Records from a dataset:
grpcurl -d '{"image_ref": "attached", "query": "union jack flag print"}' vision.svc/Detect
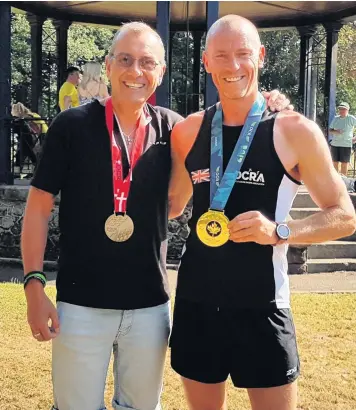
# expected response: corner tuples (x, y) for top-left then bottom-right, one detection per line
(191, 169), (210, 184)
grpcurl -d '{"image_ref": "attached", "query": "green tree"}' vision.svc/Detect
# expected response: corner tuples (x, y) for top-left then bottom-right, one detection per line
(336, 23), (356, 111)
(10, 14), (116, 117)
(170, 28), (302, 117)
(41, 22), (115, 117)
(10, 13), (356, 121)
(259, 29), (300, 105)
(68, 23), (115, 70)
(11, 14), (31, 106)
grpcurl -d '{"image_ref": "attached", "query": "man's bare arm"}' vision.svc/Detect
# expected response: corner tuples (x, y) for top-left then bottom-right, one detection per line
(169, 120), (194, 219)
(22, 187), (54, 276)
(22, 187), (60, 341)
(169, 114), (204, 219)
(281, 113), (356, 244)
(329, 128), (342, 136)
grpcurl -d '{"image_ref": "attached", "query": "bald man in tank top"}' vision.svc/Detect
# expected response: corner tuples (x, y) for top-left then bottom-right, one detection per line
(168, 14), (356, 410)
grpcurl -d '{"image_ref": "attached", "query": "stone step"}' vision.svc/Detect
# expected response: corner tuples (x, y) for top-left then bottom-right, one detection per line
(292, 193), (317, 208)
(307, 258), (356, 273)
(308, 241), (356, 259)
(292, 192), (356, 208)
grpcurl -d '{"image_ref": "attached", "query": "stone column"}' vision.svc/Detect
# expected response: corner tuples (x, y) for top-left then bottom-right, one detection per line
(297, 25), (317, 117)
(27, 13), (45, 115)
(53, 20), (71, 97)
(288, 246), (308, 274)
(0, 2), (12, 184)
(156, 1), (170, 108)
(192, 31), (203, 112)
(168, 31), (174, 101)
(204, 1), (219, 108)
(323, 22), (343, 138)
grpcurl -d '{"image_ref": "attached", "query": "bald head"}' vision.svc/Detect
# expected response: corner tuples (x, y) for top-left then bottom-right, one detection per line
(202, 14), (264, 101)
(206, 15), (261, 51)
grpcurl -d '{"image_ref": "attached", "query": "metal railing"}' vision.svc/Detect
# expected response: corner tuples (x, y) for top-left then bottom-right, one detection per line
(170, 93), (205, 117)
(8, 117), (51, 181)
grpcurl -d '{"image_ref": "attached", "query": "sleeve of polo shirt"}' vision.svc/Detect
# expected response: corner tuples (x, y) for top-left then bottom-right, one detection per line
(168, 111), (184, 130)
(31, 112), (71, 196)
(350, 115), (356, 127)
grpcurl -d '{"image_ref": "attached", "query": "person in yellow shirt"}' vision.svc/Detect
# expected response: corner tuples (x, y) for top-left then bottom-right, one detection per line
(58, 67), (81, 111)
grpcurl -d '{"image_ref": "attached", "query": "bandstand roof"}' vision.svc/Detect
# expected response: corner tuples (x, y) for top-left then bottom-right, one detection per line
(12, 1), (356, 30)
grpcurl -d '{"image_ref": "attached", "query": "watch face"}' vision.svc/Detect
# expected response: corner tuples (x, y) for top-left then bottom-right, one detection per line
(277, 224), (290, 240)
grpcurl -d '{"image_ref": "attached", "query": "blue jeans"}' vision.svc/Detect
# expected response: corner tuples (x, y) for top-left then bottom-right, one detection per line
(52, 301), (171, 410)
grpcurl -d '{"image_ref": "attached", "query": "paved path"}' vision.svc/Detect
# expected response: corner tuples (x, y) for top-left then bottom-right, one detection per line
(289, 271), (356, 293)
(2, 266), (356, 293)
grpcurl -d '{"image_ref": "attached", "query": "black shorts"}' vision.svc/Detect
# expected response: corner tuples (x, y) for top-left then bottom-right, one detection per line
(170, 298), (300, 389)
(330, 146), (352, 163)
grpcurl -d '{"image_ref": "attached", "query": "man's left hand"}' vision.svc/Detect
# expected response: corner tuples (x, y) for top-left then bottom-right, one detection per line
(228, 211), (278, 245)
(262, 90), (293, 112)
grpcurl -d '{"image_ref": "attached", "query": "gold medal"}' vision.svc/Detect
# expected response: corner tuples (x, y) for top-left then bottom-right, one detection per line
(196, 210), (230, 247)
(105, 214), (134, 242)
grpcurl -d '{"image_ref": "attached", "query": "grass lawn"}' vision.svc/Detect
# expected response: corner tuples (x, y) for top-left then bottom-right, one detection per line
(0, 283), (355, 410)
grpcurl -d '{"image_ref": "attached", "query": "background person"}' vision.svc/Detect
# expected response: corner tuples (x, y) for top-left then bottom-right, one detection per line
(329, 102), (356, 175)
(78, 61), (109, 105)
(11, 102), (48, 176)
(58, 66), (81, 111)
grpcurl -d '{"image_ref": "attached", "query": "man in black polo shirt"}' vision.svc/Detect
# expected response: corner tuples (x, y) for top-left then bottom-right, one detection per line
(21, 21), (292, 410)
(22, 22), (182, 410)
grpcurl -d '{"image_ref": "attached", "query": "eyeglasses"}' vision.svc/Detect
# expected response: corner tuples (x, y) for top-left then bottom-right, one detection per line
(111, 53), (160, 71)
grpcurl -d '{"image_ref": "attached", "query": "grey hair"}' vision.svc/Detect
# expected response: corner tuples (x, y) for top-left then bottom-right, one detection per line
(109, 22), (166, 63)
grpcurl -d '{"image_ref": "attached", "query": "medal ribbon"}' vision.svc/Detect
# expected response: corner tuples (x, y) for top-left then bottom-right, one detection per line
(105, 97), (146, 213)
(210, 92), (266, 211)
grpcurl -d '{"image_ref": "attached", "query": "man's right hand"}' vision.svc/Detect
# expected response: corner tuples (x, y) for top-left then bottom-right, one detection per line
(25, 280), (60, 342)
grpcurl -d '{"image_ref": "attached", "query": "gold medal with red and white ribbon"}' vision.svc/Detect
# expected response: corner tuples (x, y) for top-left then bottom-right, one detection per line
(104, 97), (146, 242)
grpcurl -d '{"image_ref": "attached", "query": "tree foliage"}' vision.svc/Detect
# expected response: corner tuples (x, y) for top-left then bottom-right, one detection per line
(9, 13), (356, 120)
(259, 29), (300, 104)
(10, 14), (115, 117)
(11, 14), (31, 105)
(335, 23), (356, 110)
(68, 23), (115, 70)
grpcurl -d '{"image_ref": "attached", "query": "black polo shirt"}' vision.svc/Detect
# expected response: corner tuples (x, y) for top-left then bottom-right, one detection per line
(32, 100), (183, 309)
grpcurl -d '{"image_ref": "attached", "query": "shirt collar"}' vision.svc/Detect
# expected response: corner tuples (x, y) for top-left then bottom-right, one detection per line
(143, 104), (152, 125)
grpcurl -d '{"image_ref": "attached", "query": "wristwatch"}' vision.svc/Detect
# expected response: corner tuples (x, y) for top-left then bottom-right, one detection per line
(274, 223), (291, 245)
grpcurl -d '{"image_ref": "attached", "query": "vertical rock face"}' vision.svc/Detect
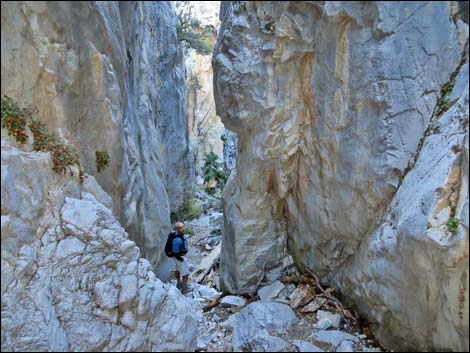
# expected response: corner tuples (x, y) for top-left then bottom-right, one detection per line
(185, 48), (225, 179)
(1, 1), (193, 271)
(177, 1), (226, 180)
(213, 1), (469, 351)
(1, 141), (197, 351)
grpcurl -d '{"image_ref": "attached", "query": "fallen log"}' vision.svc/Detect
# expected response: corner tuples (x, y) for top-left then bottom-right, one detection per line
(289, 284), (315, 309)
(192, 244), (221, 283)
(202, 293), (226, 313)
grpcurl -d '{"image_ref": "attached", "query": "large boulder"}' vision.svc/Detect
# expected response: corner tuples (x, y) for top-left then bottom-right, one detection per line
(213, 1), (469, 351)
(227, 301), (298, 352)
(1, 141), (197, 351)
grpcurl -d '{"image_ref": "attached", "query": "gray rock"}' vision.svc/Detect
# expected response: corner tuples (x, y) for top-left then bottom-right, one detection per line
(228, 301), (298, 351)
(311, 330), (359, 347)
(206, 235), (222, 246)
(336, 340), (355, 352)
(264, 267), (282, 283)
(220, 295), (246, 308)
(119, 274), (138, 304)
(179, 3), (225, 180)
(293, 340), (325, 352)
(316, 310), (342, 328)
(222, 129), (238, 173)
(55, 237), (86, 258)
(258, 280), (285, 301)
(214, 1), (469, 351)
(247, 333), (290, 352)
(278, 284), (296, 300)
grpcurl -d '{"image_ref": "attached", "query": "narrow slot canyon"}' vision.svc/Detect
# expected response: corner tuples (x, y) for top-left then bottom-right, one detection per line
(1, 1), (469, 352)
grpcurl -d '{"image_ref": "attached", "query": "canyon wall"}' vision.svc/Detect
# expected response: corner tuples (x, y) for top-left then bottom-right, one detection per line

*EXERCISE DETAILS*: Among the lines of the records above, count those containing the word "bald", then give the number by itself.

*OUTPUT FOR THIS TASK*: 2